Count how many lines in the following data hold the word "windshield". Your answer is the number and nothing else.

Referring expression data
————————

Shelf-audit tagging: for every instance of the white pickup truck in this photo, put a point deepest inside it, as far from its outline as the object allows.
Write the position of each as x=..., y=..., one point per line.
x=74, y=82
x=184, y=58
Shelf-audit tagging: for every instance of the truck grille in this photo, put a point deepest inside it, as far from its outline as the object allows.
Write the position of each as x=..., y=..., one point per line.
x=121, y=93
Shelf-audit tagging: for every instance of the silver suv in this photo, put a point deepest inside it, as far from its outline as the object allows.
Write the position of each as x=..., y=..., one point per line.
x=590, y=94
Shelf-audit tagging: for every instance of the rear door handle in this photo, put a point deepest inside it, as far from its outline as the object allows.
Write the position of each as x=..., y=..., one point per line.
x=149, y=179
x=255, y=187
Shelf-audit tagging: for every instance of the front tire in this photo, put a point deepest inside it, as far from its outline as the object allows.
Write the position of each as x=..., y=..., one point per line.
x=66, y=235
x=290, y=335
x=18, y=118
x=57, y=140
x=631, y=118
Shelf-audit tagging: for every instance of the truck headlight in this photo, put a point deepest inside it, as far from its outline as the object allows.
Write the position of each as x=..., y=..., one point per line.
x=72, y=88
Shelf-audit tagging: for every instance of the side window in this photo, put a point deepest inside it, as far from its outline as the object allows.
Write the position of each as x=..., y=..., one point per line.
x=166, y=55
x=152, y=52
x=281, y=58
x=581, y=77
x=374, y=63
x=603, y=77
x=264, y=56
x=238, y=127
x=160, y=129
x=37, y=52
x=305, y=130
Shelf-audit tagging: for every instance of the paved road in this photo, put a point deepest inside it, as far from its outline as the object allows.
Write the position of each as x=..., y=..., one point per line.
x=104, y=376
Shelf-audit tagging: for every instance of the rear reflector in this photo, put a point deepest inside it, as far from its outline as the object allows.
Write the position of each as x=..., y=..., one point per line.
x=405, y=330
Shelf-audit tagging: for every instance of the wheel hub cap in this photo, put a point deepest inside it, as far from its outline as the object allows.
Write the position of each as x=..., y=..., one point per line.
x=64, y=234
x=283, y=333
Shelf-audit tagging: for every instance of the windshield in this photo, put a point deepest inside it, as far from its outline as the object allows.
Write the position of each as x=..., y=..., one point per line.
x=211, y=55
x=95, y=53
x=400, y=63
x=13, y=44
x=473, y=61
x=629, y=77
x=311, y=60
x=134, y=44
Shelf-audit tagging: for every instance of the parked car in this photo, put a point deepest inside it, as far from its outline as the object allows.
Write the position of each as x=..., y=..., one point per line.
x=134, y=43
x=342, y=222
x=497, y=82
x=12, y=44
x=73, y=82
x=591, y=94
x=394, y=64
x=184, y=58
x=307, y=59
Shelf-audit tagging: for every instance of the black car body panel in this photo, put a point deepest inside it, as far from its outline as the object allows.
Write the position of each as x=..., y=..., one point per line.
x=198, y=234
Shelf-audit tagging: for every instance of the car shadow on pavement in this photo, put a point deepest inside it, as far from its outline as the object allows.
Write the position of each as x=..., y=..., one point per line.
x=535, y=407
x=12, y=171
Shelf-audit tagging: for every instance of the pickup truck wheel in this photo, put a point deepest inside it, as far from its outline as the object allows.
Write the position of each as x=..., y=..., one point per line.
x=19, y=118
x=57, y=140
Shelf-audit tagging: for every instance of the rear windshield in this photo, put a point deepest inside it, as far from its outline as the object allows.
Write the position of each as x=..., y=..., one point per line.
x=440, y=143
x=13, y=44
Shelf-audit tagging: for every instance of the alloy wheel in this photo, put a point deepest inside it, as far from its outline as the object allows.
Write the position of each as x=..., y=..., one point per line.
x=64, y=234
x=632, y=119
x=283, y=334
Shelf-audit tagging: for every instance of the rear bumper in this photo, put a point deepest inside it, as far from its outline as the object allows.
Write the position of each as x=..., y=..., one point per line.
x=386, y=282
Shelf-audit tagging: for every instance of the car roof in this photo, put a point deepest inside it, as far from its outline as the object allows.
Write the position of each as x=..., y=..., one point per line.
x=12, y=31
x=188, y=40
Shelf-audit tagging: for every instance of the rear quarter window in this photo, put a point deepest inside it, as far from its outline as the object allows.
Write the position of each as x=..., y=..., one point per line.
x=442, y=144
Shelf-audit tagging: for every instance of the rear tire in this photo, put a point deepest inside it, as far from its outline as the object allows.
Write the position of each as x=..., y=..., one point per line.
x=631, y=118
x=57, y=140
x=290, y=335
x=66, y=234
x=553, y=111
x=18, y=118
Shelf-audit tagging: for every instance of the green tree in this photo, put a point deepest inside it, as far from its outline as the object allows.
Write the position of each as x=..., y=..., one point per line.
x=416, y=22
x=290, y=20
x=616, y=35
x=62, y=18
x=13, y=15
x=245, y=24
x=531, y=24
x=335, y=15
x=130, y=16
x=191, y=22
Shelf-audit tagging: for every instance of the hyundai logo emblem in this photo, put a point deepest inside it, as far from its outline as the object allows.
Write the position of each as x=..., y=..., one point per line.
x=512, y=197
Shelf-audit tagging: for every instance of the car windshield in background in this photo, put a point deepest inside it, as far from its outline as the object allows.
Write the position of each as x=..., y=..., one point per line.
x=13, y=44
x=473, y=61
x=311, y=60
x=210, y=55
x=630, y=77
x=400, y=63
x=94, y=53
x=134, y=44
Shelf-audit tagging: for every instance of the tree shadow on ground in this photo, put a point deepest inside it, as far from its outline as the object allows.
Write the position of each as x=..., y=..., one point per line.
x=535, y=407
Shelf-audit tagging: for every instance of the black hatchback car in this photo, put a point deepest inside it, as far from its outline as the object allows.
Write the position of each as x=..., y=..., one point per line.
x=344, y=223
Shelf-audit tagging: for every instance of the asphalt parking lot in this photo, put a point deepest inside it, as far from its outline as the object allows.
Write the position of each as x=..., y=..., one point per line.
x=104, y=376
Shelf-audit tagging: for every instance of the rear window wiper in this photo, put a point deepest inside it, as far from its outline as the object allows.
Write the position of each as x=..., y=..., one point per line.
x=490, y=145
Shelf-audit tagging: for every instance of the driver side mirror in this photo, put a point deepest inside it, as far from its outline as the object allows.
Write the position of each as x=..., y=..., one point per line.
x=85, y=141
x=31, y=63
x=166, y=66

————————

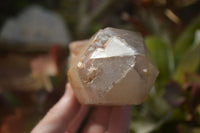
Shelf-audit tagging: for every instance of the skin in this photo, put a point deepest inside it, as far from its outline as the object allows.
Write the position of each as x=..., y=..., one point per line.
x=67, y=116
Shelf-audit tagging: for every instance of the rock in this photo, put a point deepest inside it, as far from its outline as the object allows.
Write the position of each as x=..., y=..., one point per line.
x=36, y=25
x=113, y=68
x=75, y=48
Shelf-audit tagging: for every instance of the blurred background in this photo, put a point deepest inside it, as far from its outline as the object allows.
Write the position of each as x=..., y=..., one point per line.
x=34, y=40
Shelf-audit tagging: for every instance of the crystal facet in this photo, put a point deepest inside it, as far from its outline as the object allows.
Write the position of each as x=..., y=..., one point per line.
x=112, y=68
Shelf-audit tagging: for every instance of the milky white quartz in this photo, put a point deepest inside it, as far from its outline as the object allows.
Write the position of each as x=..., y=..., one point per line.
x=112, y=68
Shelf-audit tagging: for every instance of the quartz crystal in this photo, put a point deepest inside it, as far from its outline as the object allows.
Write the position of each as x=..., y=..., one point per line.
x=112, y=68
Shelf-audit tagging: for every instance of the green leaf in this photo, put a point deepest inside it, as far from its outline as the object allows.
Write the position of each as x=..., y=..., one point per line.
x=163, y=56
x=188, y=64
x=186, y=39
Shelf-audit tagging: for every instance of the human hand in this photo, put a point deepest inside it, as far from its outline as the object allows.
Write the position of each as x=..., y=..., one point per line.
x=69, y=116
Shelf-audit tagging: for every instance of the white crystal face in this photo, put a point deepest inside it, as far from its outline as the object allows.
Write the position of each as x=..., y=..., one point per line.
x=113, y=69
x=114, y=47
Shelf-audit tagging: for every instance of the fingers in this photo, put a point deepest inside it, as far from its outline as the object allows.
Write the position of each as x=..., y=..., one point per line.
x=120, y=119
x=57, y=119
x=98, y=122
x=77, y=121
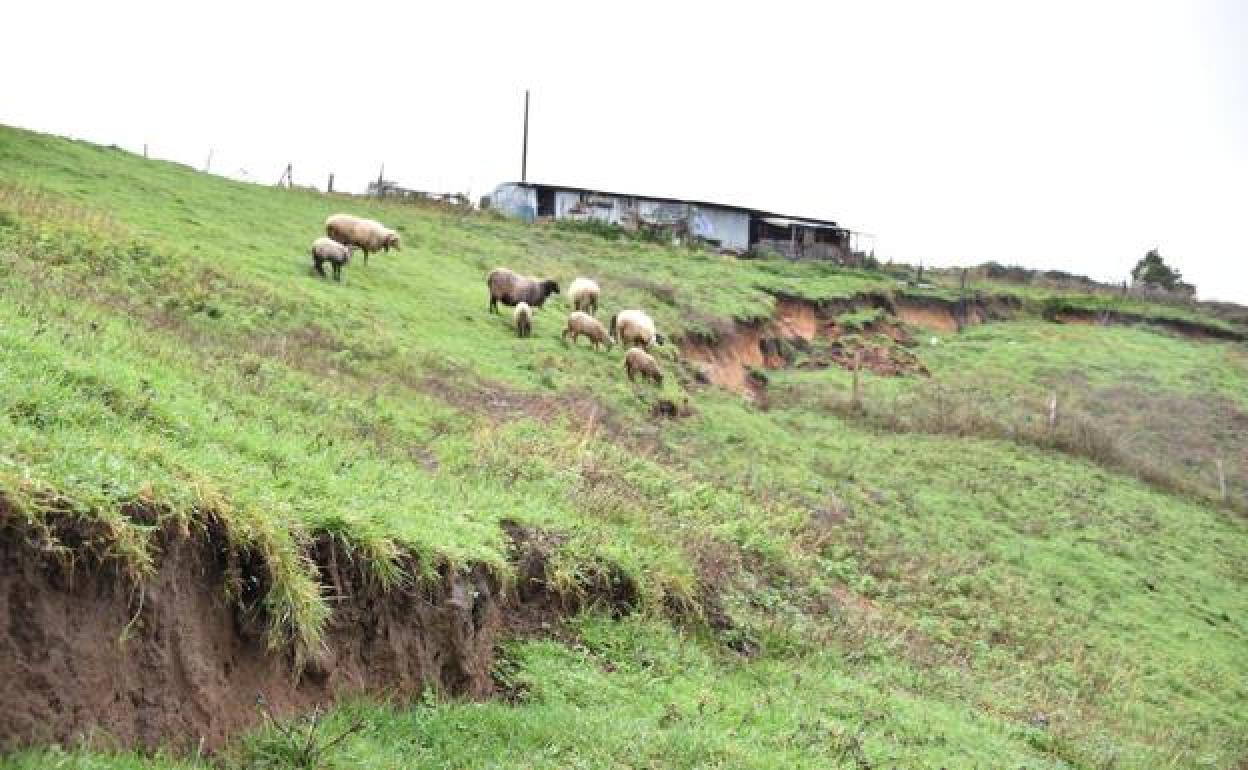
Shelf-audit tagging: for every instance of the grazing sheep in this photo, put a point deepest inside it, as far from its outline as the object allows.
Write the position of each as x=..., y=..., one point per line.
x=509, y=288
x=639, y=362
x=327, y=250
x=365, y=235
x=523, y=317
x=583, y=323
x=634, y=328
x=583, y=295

————————

Worked solution:
3